-- START OF Supplied entries --

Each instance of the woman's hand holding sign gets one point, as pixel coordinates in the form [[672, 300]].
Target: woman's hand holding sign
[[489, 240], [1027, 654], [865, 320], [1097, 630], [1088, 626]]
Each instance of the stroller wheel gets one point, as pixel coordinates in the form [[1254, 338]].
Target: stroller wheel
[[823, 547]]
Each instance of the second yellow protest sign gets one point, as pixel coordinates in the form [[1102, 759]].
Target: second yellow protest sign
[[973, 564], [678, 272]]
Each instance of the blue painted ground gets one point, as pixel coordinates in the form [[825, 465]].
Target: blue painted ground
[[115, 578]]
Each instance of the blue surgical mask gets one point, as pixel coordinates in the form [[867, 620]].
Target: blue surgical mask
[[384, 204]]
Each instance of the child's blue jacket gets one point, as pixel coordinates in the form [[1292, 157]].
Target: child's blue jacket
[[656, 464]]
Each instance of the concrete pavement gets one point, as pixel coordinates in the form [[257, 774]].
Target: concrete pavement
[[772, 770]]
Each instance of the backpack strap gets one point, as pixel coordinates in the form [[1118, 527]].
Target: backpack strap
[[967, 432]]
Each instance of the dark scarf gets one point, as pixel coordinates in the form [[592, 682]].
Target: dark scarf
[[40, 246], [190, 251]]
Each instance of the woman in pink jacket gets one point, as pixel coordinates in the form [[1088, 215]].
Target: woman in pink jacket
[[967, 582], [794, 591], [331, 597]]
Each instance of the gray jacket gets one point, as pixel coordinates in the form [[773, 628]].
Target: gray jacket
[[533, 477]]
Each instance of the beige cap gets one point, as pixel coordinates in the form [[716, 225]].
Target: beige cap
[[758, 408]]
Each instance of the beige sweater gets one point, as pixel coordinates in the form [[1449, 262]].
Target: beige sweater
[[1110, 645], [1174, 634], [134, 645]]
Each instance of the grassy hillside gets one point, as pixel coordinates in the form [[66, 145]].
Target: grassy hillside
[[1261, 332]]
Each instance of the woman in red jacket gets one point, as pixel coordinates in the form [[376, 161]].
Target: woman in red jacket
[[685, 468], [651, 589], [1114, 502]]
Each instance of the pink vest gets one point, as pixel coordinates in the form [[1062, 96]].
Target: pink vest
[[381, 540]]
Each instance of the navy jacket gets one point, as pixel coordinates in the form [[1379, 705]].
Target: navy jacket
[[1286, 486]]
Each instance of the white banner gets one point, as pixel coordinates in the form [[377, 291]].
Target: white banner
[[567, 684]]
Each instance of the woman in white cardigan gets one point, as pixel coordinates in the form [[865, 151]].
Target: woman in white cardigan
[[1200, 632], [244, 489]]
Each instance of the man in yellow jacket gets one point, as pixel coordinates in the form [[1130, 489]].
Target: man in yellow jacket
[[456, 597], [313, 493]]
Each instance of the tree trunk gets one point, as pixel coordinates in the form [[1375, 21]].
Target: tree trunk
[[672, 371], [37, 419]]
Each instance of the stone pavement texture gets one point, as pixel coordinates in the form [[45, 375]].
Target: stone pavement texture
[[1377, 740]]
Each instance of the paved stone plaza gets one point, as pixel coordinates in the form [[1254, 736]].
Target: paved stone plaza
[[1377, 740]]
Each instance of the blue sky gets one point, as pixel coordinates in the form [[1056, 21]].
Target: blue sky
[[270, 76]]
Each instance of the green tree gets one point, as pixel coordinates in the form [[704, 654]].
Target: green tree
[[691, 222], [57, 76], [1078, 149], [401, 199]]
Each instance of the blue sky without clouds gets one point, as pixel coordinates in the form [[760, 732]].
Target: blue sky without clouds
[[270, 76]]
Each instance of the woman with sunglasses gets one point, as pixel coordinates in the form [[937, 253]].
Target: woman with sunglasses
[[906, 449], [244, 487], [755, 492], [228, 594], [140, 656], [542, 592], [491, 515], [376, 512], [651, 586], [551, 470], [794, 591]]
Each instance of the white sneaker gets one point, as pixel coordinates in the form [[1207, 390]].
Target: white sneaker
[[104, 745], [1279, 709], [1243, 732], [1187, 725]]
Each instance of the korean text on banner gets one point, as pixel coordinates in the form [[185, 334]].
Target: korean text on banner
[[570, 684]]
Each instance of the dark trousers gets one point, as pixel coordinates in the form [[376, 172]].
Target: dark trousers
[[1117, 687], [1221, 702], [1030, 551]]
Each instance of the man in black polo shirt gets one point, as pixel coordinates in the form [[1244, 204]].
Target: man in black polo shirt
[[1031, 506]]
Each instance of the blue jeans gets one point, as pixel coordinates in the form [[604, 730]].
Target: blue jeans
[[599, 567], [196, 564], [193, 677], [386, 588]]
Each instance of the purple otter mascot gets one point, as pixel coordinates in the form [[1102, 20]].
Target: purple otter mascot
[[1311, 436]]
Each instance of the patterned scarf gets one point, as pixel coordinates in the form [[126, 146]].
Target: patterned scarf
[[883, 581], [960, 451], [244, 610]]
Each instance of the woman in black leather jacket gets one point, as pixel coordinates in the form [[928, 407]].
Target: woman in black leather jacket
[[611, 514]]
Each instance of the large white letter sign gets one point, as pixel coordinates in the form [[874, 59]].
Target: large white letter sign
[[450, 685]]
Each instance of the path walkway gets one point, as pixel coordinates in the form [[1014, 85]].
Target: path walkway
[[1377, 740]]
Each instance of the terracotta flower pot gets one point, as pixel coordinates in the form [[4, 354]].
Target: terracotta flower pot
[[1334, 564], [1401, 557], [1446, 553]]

-- END OF Supplied entries --

**What you need to do**: Rewrite all of the lines above, putting "receives one point" in place of "gets one point" everywhere it occurs and leaving everything else unchanged.

**Task answer**:
Each instance of the woman's hand holding sign receives one point, as pixel coordinates in the form [[672, 300]].
Target: woman's hand holding sign
[[489, 240], [1027, 654], [865, 320], [1097, 630], [1088, 626]]
Each instance of the stroller wheel receives one point, as pixel coordinates in the form [[1254, 338]].
Target: stroller wheel
[[823, 547]]
Each instance of the second yellow protest sign receives one point, as pixel coordinates in the form [[1102, 759]].
Target: second yellow protest sign
[[973, 564], [678, 272]]
Each instance of the blue painted ground receives one point, as pixel coordinates in the form [[825, 465]].
Target: blue painted ground
[[115, 578]]
Each instance of the blue surgical mask receives one point, as pixel coordinates in the form [[867, 620]].
Target: blue surgical mask
[[384, 204]]
Each instance of the child's blue jacket receives one point, as pixel coordinates in the form [[1292, 157]].
Target: child's blue jacket
[[656, 464]]
Each instance of the concrete pavement receives one point, as pixel coordinates in the form [[257, 774]].
Target: concrete pavement
[[772, 770]]
Each instance of the backpack strap receives one point, as pixel coordinates in the form [[1118, 527]].
Target: backpack strap
[[967, 432]]
Each instance of the dark scarf receives one point, as pixel coordinates in the form [[592, 682]].
Target: dark scarf
[[40, 246], [190, 251]]
Each instance of the woman in pink jacket receives one point, as pixel coordinates in the form [[1088, 215]].
Target: woman in pink jacket
[[967, 582], [794, 591], [331, 597]]
Each instance of the gray jacket receives one point, as pixel coordinates in the form [[773, 628]].
Target: gray jacket
[[533, 477]]
Each instance of the beige cap receives one point, as pixel coordinates in the form [[716, 225]].
Target: beige cap
[[758, 408]]
Each instance of the beige sweater receives one point, as pixel coordinates in the form [[1449, 262]].
Target: beige sweater
[[1110, 645], [1174, 634], [134, 645]]
Each instance of the grassy hillside receives one point, as pixel coordinates in the form [[66, 145]].
Target: grassy hillside
[[1261, 332]]
Each instance of the woman in red jacket receives one point, as pixel coordinates in the form [[376, 161]].
Target: woman in red jacket
[[685, 468], [651, 589], [1114, 502]]
Each instance of the pink vest receives one point, as pixel coordinates in the form [[1062, 96]].
Target: pink vest
[[381, 540]]
Each instance of the navy jacket receives one point, as pixel coordinates in the form [[1379, 705]].
Target: navy jacket
[[1286, 486]]
Each instance of the white banner receives one point, as pixel coordinates in the form [[377, 291]].
Target: white banner
[[567, 684]]
Each instance of the woman in white cardigan receives one point, as pixel coordinates in the form [[865, 151]].
Target: woman in white cardigan
[[1200, 632], [244, 489]]
Each instance of the man in yellow jacket receives one point, as pixel coordinates in the form [[1130, 489]].
Target: man in yellow jacket
[[456, 597], [313, 493]]
Each instance of the tree trunk receives one point, as pixel coordinates in the form [[1375, 21]].
Target: tree trunk
[[672, 371], [37, 419]]
Each instance of the stone pavement texture receives one point, as pixel coordinates in the form [[45, 375]].
Target: stone pavement texture
[[1377, 740]]
Each instance of the paved stone plaza receives one point, as pixel coordinates in the form [[1254, 736]].
Target: paved stone plaza
[[1377, 740]]
Each instance of the blue sky receives one point, as pixel coordinates in the form [[1056, 21]].
Target: blue sky
[[270, 76]]
Each instance of the green tree receives one point, as pixel coordinates in the form [[704, 654]].
Target: green tree
[[691, 222], [57, 76], [1078, 149], [401, 199]]
Each instance of the blue sky without clouds receives one point, as pixel coordinates in the form [[760, 732]].
Target: blue sky without clouds
[[270, 76]]
Each instance of the woman with sunglasses receives one point, as pixel coordinates in the form [[937, 253]].
Target: woman with sunglasses
[[906, 449], [244, 487], [755, 492], [228, 594], [140, 656], [542, 592], [491, 515], [376, 512], [651, 586], [551, 470], [794, 591]]
Each instance of the white sneaker receives one point, as pixel coordinates in the form [[1207, 390]].
Target: white sneaker
[[104, 745], [1279, 709], [1243, 732], [1187, 725]]
Each instance of the korean text on banner receives one point, as pixel coordinates in the form [[185, 334]].
Target: korean text on banner
[[570, 684]]
Each instance of the dark trousers receives one point, as pixel coordinates in the form [[376, 172]].
Target: dark trousers
[[1117, 687], [1221, 702], [1030, 551]]
Each instance of the man in black polo shirt receives one point, as pixel coordinates in the form [[1244, 204]].
Target: man in black polo shirt
[[1031, 506]]
Each instance of the blue jeans receives one point, as pixel coordinates in the form [[604, 730]].
Target: blue jeans
[[599, 567], [196, 564], [193, 677], [386, 588]]
Each instance of the purple otter mascot receives one point, as pixel coordinates in the form [[1102, 20]].
Target: purple otter mascot
[[1311, 436]]
Each instance of the patterned scarf receives one point, as pixel coordinates in the form [[126, 146]].
Target: patterned scarf
[[883, 581], [960, 451], [244, 610]]
Each instance of the woman in black leather jacket receives one point, as pixel coordinates in the form [[928, 407]].
Target: woman in black leather jacket
[[611, 514]]
Each instance of the large white letter sign receives one point, as pixel coordinates in the form [[874, 59]].
Target: large white letter sign
[[450, 685]]
Each instance of the path walkway receives one point, as pixel coordinates in the form [[1014, 85]].
Target: path walkway
[[1377, 740]]
Each instance of the terracotta flower pot receives one point, as pixel coordinates in the form [[4, 354]].
Target: terracotta flower pot
[[1334, 564], [1401, 557], [1446, 553]]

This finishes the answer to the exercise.